## TEXTE PRÉSENTÉ
En Finlande, où le gouvernement jeune et paritaire est dirigé par une femme, la Première ministre se trouve au cœur d’un scandale lié à la diffusion de vidéos privées. Une polémique alimentée par une fraction très conservatrice de la société, incarnée en politique par le Parti des Finlandais, dans un contexte géopolitique sensible lié aux relations tendues avec son voisin russe.
Sanna Marin, Première ministre finlandaise, est au cœur de la polémique depuis que des vidéos la montrant danser lors d’une fête privée avec des amis et des célébrités ont fuité le 17 août dernier sur les réseaux sociaux. Un comportement indigne d’une cheffe de gouvernement, reprochent les uns, principalement issus du camp de l’opposition, quand d’autres agitent des rumeurs sur un prétendu usage de stupéfiants, poussant Sanna Marin a effectuer un dépistage pour se libérer de toute accusation.
Depuis, la controverse n’a pas désenflé. Au contraire, elle a été alimentée, le 23 août, par la diffusion sur TikTok d’une photo prise dans sa résidence officielle. On y voit deux femmes s’embrasser, soulevant leur haut pour laisser apparaître leur poitrine en tenant une pancarte avec l’inscription “Finlande”. Une photographie pour laquelle la plus jeune cheffe de gouvernement d’Europe a dû présenter des excuses. “Je pense que la photo est inappropriée, je m’en excuse”, s’est exprimée Sanna Marin, pour désamorcer la crise. “Elle n’aurait pas dû être prise.”
Depuis sa genèse, l’affaire semble mettre en lumière un paradoxe dans la vie politique finlandaise où malgré un gouvernement paritaire et très jeune, de telles polémiques peuvent voir le jour, alimentées par un parti conservateur souhaitant remettre en cause la légitimité de la Première ministre à gouverner.
Et si cette histoire passionne bien au-delà des frontières de la Finlande, c’est que le pays est déjà au cœur de l’attention internationale, dans le contexte difficile de la guerre en Ukraine.

## ENTRÉES DE DONNÉES
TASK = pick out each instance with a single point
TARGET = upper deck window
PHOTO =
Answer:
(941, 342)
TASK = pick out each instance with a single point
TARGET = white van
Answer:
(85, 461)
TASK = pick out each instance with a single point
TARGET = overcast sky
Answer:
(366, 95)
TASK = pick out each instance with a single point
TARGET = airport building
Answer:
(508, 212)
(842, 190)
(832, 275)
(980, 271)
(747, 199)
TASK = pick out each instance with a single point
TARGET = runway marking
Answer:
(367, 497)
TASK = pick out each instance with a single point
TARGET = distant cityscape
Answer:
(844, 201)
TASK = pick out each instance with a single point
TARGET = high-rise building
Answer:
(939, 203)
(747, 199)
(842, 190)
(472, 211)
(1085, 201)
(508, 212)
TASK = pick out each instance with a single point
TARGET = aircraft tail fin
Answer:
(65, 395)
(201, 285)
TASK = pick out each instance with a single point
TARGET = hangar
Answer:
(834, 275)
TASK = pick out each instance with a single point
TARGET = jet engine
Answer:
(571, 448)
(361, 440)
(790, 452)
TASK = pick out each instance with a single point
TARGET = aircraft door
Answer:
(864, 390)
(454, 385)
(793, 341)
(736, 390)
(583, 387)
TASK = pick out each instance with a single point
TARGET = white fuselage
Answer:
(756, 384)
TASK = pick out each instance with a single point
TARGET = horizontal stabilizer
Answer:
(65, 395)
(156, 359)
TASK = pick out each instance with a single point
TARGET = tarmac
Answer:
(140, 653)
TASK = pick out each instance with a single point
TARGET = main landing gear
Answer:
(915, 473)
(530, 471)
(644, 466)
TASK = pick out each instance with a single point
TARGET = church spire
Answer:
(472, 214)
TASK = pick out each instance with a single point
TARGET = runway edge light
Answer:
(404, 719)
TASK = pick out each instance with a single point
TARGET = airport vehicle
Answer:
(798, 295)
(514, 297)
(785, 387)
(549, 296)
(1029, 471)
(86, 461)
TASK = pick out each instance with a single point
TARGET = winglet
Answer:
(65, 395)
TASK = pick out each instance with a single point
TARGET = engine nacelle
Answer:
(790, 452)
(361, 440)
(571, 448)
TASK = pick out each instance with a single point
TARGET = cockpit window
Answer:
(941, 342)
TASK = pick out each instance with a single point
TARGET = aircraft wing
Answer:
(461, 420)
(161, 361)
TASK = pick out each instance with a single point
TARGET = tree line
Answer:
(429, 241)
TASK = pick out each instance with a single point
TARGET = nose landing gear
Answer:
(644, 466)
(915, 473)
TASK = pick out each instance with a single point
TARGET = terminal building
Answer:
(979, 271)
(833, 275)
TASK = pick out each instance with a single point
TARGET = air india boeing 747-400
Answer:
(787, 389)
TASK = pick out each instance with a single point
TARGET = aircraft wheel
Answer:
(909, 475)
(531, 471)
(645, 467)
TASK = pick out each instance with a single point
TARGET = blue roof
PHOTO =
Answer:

## TÂCHES À EFFECTUER
[1] Reproduisez le passage du texte sur Sanna Marin, de « En Finlande, où » à « de toute accusation. ».
[2] Selon le texte sur Sanna Marin, à quelle date les vidéos la montrant danser lors d'une fête privée ont-elles fuité sur les réseaux sociaux ?
[3] Indiquez si chacune des affirmations suivantes concorde avec le texte sur Sanna Marin, en répondant par oui ou non et en citant les mots décisifs du texte : (a) la photo diffusée sur TikTok a été prise dans la résidence officielle de la Première ministre ; (b) Sanna Marin a refusé de s'excuser pour cette photo ; (c) Sanna Marin est présentée comme la plus jeune cheffe de gouvernement d'Europe.
Les enregistrements constituent un matériau distinct du texte.

## RÉPONSES
[1]
En Finlande, où le gouvernement jeune et paritaire est dirigé par une femme, la Première ministre se trouve au cœur d’un scandale lié à la diffusion de vidéos privées. Une polémique alimentée par une fraction très conservatrice de la société, incarnée en politique par le Parti des Finlandais, dans un contexte géopolitique sensible lié aux relations tendues avec son voisin russe.
Sanna Marin, Première ministre finlandaise, est au cœur de la polémique depuis que des vidéos la montrant danser lors d’une fête privée avec des amis et des célébrités ont fuité le 17 août dernier sur les réseaux sociaux. Un comportement indigne d’une cheffe de gouvernement, reprochent les uns, principalement issus du camp de l’opposition, quand d’autres agitent des rumeurs sur un prétendu usage de stupéfiants, poussant Sanna Marin a effectuer un dépistage pour se libérer de toute accusation.

[2] Le 17 août dernier.

[3]
(a) Oui : « une photo prise dans sa résidence officielle ».
(b) Non : « Je pense que la photo est inappropriée, je m’en excuse ».
(c) Oui : « la plus jeune cheffe de gouvernement d’Europe ».